## DIRECTIVE
Reproduce verbatim the lines of the listing from the one containing "pole in this photo, one line per instance." through the end of the listing, both ends included.

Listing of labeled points
▽

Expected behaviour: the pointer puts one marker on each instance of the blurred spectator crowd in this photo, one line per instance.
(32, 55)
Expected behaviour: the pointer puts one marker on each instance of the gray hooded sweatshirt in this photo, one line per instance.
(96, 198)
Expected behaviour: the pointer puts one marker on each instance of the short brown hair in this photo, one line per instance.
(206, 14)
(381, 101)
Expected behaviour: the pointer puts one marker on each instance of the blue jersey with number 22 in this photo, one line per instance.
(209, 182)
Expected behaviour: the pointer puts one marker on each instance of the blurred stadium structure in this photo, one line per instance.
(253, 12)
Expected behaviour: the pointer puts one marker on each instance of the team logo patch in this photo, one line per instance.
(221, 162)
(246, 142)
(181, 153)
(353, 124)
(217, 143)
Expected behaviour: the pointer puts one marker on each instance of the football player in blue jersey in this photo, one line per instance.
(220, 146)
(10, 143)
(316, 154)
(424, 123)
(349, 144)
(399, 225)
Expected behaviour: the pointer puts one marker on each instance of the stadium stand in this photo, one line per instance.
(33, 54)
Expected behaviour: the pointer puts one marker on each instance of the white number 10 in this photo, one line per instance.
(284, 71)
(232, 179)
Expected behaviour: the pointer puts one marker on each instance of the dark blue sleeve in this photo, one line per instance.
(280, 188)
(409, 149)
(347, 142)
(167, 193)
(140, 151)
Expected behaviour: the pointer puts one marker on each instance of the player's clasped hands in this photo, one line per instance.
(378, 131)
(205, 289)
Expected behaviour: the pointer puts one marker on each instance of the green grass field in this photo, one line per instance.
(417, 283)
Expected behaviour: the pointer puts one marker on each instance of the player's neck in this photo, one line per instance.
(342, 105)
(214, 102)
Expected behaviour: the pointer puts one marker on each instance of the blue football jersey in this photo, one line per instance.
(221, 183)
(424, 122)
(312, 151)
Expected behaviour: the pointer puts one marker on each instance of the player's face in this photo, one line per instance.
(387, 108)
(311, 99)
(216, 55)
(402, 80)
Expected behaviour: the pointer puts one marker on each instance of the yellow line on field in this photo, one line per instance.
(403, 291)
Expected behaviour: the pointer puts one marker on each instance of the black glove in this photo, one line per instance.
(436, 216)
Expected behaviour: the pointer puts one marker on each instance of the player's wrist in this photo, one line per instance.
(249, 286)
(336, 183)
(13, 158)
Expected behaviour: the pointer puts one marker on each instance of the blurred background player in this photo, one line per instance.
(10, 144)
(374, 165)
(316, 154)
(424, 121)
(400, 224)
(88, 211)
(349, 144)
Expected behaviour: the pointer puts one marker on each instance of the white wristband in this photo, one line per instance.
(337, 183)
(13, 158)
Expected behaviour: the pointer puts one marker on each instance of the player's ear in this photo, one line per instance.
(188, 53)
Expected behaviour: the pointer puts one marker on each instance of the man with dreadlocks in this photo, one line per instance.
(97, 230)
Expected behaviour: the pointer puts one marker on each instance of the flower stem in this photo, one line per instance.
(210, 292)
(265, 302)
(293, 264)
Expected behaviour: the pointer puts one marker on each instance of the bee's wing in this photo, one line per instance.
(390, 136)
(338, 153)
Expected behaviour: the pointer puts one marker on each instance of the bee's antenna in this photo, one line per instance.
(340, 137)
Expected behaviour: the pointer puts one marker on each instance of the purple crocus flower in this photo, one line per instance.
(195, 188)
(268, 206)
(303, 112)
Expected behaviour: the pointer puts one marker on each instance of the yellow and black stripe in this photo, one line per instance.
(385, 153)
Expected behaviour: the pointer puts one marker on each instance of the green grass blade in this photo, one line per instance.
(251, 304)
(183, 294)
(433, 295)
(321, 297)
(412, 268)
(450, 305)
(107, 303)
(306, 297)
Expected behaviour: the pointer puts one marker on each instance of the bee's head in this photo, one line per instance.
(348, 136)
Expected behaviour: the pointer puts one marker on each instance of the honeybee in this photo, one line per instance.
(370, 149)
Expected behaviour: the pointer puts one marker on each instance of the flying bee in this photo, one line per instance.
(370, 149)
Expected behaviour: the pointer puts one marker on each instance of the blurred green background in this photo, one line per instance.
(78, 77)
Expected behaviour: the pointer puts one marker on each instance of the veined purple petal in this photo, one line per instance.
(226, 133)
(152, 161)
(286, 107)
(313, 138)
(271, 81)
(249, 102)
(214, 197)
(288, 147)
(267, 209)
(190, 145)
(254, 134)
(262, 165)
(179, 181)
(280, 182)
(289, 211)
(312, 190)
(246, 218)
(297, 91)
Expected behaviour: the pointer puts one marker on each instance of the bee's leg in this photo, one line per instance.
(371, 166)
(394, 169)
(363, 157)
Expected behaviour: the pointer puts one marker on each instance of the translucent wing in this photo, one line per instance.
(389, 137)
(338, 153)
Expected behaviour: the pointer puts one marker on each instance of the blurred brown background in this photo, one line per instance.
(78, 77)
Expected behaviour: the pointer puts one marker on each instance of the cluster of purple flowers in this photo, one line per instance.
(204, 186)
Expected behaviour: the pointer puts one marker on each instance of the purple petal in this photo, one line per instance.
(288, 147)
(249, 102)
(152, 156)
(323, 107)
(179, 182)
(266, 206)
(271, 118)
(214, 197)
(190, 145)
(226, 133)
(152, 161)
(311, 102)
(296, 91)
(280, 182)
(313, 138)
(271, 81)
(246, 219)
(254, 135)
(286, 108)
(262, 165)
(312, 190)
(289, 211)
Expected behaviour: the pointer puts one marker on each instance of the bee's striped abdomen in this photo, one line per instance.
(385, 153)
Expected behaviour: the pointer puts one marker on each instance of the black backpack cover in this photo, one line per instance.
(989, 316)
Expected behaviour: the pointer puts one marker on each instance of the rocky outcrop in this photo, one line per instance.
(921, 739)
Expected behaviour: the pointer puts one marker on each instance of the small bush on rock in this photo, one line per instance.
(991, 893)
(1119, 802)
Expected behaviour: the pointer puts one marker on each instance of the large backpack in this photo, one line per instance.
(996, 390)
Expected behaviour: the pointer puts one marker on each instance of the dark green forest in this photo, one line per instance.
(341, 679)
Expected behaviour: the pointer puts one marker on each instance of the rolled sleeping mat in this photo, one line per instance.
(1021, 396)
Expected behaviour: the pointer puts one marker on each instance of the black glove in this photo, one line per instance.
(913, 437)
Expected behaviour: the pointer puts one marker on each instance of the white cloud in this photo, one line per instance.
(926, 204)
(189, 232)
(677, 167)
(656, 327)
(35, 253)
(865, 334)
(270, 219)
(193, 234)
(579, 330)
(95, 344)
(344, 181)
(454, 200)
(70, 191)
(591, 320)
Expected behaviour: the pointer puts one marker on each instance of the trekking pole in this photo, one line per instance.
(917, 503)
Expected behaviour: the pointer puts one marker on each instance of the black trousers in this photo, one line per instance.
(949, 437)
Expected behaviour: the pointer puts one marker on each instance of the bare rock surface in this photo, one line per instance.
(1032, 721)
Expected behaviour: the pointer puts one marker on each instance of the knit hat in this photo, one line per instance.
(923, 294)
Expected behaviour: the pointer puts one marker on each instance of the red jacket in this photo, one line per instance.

△

## TASK ANSWER
Expected behaviour: the pointer puts one marker on each instance of the trekking pole in this photo, one line per instance.
(917, 503)
Expected behaviour: the pointer puts one marker on each instance of the black trousers in this photo, one line per instance.
(949, 437)
Expected behaviour: the pointer puts one marker on each instance of the bare rock surface in this photo, one line per instance.
(1032, 721)
Expected behaviour: the pointer puts one marker on each instance of the knit hat in this photo, one line per instance.
(923, 294)
Expected behaviour: the pointer puts one marker on each instance of the red jacket in this photo, one line per instance.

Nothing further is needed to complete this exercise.